Collected data:
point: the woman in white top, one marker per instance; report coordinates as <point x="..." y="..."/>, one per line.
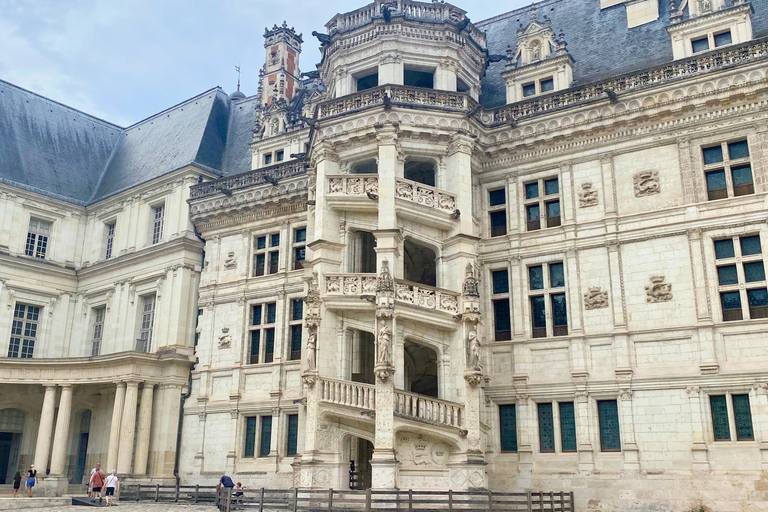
<point x="113" y="486"/>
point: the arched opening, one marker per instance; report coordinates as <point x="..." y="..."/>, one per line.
<point x="11" y="430"/>
<point x="421" y="370"/>
<point x="421" y="171"/>
<point x="420" y="263"/>
<point x="360" y="454"/>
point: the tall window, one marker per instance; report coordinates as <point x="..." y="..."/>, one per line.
<point x="24" y="331"/>
<point x="262" y="333"/>
<point x="741" y="278"/>
<point x="98" y="330"/>
<point x="739" y="411"/>
<point x="608" y="415"/>
<point x="144" y="342"/>
<point x="500" y="299"/>
<point x="542" y="203"/>
<point x="158" y="213"/>
<point x="297" y="315"/>
<point x="497" y="202"/>
<point x="546" y="289"/>
<point x="37" y="238"/>
<point x="727" y="170"/>
<point x="266" y="259"/>
<point x="299" y="248"/>
<point x="110" y="240"/>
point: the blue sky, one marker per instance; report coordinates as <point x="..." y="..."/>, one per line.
<point x="124" y="60"/>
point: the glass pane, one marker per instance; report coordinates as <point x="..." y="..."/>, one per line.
<point x="720" y="418"/>
<point x="497" y="197"/>
<point x="743" y="418"/>
<point x="738" y="149"/>
<point x="749" y="245"/>
<point x="727" y="275"/>
<point x="724" y="249"/>
<point x="556" y="275"/>
<point x="551" y="187"/>
<point x="532" y="190"/>
<point x="608" y="412"/>
<point x="508" y="428"/>
<point x="713" y="155"/>
<point x="536" y="278"/>
<point x="500" y="281"/>
<point x="567" y="427"/>
<point x="754" y="271"/>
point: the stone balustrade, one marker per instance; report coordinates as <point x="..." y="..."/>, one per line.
<point x="425" y="195"/>
<point x="348" y="393"/>
<point x="424" y="408"/>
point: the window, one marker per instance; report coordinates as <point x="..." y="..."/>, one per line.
<point x="158" y="212"/>
<point x="98" y="330"/>
<point x="110" y="241"/>
<point x="23" y="331"/>
<point x="501" y="317"/>
<point x="508" y="428"/>
<point x="293" y="434"/>
<point x="546" y="290"/>
<point x="542" y="199"/>
<point x="299" y="248"/>
<point x="37" y="238"/>
<point x="297" y="315"/>
<point x="266" y="259"/>
<point x="742" y="417"/>
<point x="144" y="342"/>
<point x="608" y="414"/>
<point x="727" y="170"/>
<point x="497" y="202"/>
<point x="741" y="278"/>
<point x="262" y="328"/>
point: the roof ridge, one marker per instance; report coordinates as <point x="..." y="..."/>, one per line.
<point x="59" y="104"/>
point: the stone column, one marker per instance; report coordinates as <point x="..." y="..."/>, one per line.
<point x="145" y="424"/>
<point x="114" y="429"/>
<point x="43" y="447"/>
<point x="61" y="437"/>
<point x="127" y="429"/>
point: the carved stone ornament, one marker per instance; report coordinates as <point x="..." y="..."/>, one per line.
<point x="658" y="290"/>
<point x="225" y="339"/>
<point x="596" y="298"/>
<point x="587" y="195"/>
<point x="647" y="183"/>
<point x="231" y="262"/>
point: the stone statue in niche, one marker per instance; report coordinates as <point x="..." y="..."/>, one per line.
<point x="647" y="183"/>
<point x="596" y="298"/>
<point x="587" y="195"/>
<point x="231" y="262"/>
<point x="658" y="290"/>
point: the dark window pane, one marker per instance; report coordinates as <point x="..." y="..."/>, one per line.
<point x="546" y="428"/>
<point x="610" y="438"/>
<point x="727" y="275"/>
<point x="724" y="249"/>
<point x="567" y="427"/>
<point x="743" y="418"/>
<point x="738" y="149"/>
<point x="508" y="428"/>
<point x="713" y="155"/>
<point x="720" y="418"/>
<point x="500" y="281"/>
<point x="497" y="197"/>
<point x="749" y="245"/>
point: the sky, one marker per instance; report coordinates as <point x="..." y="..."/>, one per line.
<point x="125" y="60"/>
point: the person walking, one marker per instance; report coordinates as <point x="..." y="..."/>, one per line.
<point x="113" y="486"/>
<point x="31" y="479"/>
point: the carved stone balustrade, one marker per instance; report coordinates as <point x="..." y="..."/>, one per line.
<point x="428" y="409"/>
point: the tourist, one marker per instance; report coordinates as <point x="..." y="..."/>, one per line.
<point x="113" y="485"/>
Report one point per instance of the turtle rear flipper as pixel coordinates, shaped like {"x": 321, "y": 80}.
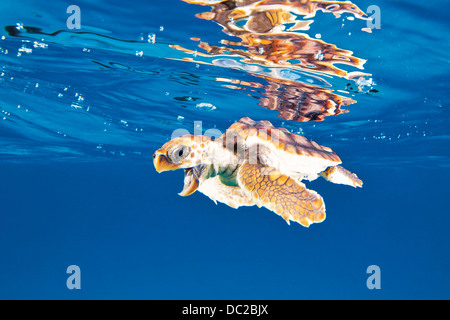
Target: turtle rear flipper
{"x": 281, "y": 194}
{"x": 339, "y": 175}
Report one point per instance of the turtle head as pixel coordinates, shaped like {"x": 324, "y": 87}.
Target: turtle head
{"x": 183, "y": 152}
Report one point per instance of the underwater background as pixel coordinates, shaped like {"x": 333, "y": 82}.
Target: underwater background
{"x": 83, "y": 110}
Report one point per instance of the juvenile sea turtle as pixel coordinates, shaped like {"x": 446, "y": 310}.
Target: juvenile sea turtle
{"x": 254, "y": 163}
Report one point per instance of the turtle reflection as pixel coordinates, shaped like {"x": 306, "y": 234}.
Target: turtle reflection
{"x": 270, "y": 39}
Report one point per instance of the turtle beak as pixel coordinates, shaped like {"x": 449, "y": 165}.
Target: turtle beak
{"x": 162, "y": 162}
{"x": 190, "y": 183}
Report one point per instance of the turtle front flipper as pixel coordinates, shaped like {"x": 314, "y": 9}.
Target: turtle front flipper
{"x": 281, "y": 194}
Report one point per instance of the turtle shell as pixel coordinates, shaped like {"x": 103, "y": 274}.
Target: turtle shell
{"x": 289, "y": 153}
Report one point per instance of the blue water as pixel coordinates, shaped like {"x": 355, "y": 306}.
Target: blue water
{"x": 82, "y": 112}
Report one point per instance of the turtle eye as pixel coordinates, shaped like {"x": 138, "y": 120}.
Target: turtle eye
{"x": 179, "y": 153}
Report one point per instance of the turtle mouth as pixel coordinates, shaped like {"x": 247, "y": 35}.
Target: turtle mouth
{"x": 162, "y": 162}
{"x": 191, "y": 183}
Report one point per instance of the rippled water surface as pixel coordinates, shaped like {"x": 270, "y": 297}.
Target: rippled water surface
{"x": 83, "y": 110}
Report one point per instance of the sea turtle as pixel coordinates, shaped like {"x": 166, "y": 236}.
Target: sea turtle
{"x": 254, "y": 163}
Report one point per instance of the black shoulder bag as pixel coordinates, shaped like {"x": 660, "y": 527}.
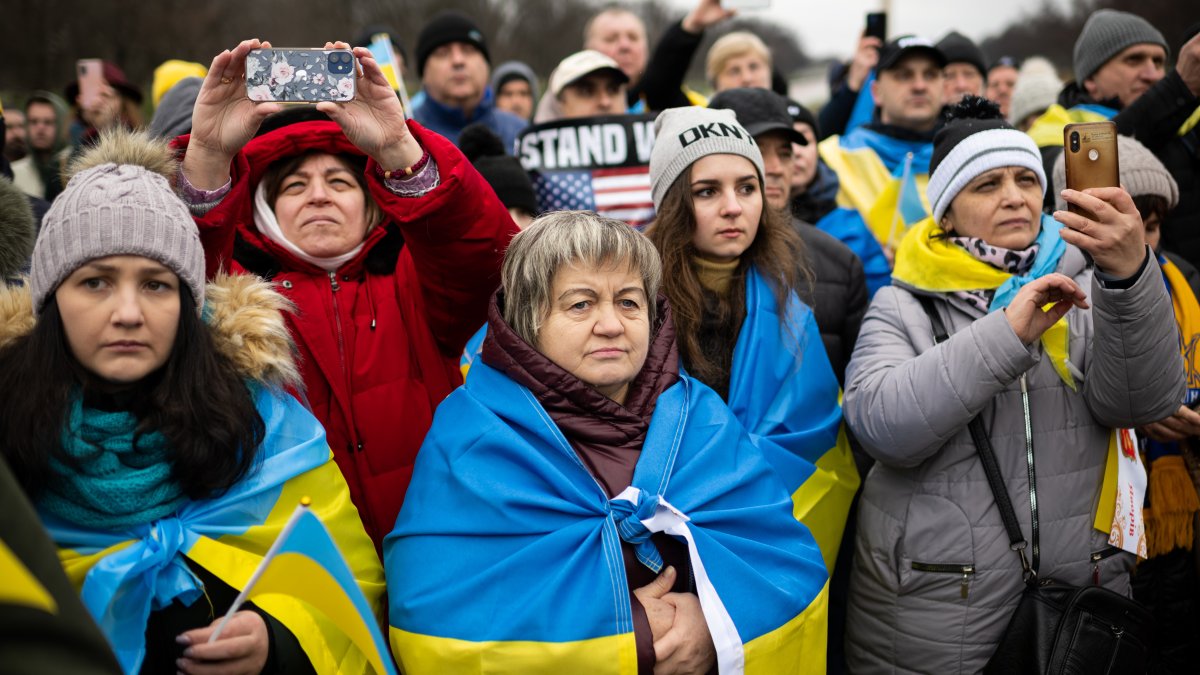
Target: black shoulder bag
{"x": 1056, "y": 628}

* Work order *
Leave the pictures out and copy the rest of the data exactly.

* Answer box *
point: the woman in white top, one marker per instance; report coordinates as <point x="..." y="..."/>, one per line.
<point x="113" y="486"/>
point: the arched opening, one marker per instance; report coordinates as <point x="..." y="..."/>, one per line.
<point x="11" y="430"/>
<point x="421" y="370"/>
<point x="421" y="171"/>
<point x="420" y="263"/>
<point x="360" y="454"/>
point: the tall window, one marker per instance; report coordinates as <point x="..." y="..."/>, one per line.
<point x="24" y="331"/>
<point x="262" y="333"/>
<point x="741" y="278"/>
<point x="98" y="330"/>
<point x="739" y="411"/>
<point x="608" y="415"/>
<point x="144" y="342"/>
<point x="500" y="299"/>
<point x="542" y="203"/>
<point x="158" y="213"/>
<point x="297" y="315"/>
<point x="497" y="202"/>
<point x="546" y="289"/>
<point x="37" y="238"/>
<point x="727" y="170"/>
<point x="266" y="259"/>
<point x="299" y="248"/>
<point x="110" y="240"/>
point: the blue sky, one marker per instance; report coordinates as <point x="..." y="..."/>, one per line.
<point x="124" y="60"/>
point: the glass pane, one marker per instance; report coordinates as <point x="..." y="..."/>, one per line.
<point x="720" y="418"/>
<point x="497" y="197"/>
<point x="743" y="418"/>
<point x="738" y="149"/>
<point x="749" y="245"/>
<point x="727" y="275"/>
<point x="724" y="249"/>
<point x="556" y="275"/>
<point x="551" y="187"/>
<point x="532" y="190"/>
<point x="608" y="412"/>
<point x="508" y="428"/>
<point x="713" y="155"/>
<point x="536" y="278"/>
<point x="500" y="281"/>
<point x="567" y="427"/>
<point x="754" y="271"/>
point: the stone balustrade, one marker per instance; report coordinates as <point x="..." y="..."/>, one per line.
<point x="425" y="195"/>
<point x="348" y="393"/>
<point x="424" y="408"/>
point: the window, one marker per instance; report coordinates as <point x="..." y="..."/>, one per line.
<point x="158" y="212"/>
<point x="98" y="330"/>
<point x="110" y="241"/>
<point x="23" y="331"/>
<point x="501" y="317"/>
<point x="508" y="428"/>
<point x="293" y="434"/>
<point x="546" y="290"/>
<point x="542" y="199"/>
<point x="299" y="248"/>
<point x="37" y="238"/>
<point x="297" y="315"/>
<point x="266" y="259"/>
<point x="742" y="417"/>
<point x="144" y="342"/>
<point x="608" y="414"/>
<point x="727" y="170"/>
<point x="497" y="202"/>
<point x="741" y="278"/>
<point x="262" y="328"/>
point: the roof ridge, one marker per instance; report coordinates as <point x="..." y="..."/>, one per line.
<point x="59" y="104"/>
point: the stone column, one marker per instance; report coordinates as <point x="..." y="..."/>, one per line.
<point x="145" y="424"/>
<point x="114" y="429"/>
<point x="43" y="447"/>
<point x="61" y="437"/>
<point x="127" y="429"/>
point: the carved stone ornament, one marker per instance; report coordinates as <point x="..." y="..."/>, one per line.
<point x="658" y="290"/>
<point x="225" y="339"/>
<point x="596" y="298"/>
<point x="587" y="195"/>
<point x="647" y="183"/>
<point x="231" y="262"/>
point: the stone statue in niche, one marker per instance; report coordinates as <point x="..." y="..."/>, one per line.
<point x="647" y="183"/>
<point x="596" y="298"/>
<point x="587" y="195"/>
<point x="231" y="262"/>
<point x="658" y="290"/>
point: the dark window pane, one marker per instance; report coordinates as <point x="..." y="..."/>, one per line.
<point x="546" y="428"/>
<point x="610" y="438"/>
<point x="727" y="275"/>
<point x="724" y="249"/>
<point x="567" y="427"/>
<point x="743" y="418"/>
<point x="738" y="149"/>
<point x="508" y="428"/>
<point x="713" y="155"/>
<point x="720" y="418"/>
<point x="500" y="281"/>
<point x="497" y="197"/>
<point x="749" y="245"/>
point: the sky, one marker per instance; report coordinates as <point x="..." y="..."/>, one per line.
<point x="125" y="60"/>
point: the person walking, one marker per instance; report coordinates as <point x="..." y="..."/>, one per line.
<point x="113" y="486"/>
<point x="31" y="479"/>
point: the carved stone balustrade, one marker per instance; report coordinates as <point x="..." y="..."/>, one per line.
<point x="428" y="409"/>
point: the tourist, one marker per instance; report coordinates as <point x="..." y="..."/>, one per line.
<point x="113" y="485"/>
Report one point per instance of the turtle rear flipper as pixel coordinates, shaped like {"x": 321, "y": 80}.
Target: turtle rear flipper
{"x": 281, "y": 194}
{"x": 339, "y": 175}
Report one point per instance of the turtle head as pixel coordinates, shaped like {"x": 324, "y": 87}.
Target: turtle head
{"x": 183, "y": 152}
Report one point per instance of the underwater background as pixel coordinates, shaped like {"x": 333, "y": 82}.
Target: underwater background
{"x": 83, "y": 110}
Report one point per instance of the juvenile sea turtle as pixel coordinates, shaped like {"x": 446, "y": 310}.
Target: juvenile sea turtle
{"x": 254, "y": 163}
Report one point per instance of the turtle reflection as pixel coordinates, shaped like {"x": 306, "y": 234}.
Target: turtle reflection
{"x": 270, "y": 39}
Report one point per instance of the turtle beak as pixel coordinates, shaped like {"x": 449, "y": 165}.
Target: turtle beak
{"x": 162, "y": 162}
{"x": 190, "y": 183}
Report one point per instance of the turtle front flipper as pixel coordinates, shaped like {"x": 314, "y": 9}.
Target: turtle front flipper
{"x": 281, "y": 194}
Report one point per instance of the turtle shell as pixel coordinates, shaped like {"x": 103, "y": 274}.
Target: turtle shell
{"x": 289, "y": 153}
Report one point per instance of the blue water as pixel coordinates, shaped like {"x": 355, "y": 306}.
Target: blue water
{"x": 82, "y": 112}
Report one point per instance of the turtle eye as pixel coordinates, shaped like {"x": 138, "y": 120}.
Target: turtle eye
{"x": 179, "y": 153}
Report one point per instance of the turtle mouth as pixel coordinates, shaped like {"x": 247, "y": 35}.
Target: turtle mouth
{"x": 162, "y": 162}
{"x": 191, "y": 183}
Report one point per instance of the rippled water surface as pixel coordinates, shaped like {"x": 270, "y": 297}.
Target: rippled water surface
{"x": 83, "y": 110}
Report one point per instance of the sea turtle as pixel coordinates, shaped like {"x": 166, "y": 236}.
Target: sea turtle
{"x": 254, "y": 163}
Report one point per instance of the black shoulder bag as pixel coordinates, shaped like {"x": 660, "y": 527}.
Target: black shoulder bag
{"x": 1056, "y": 628}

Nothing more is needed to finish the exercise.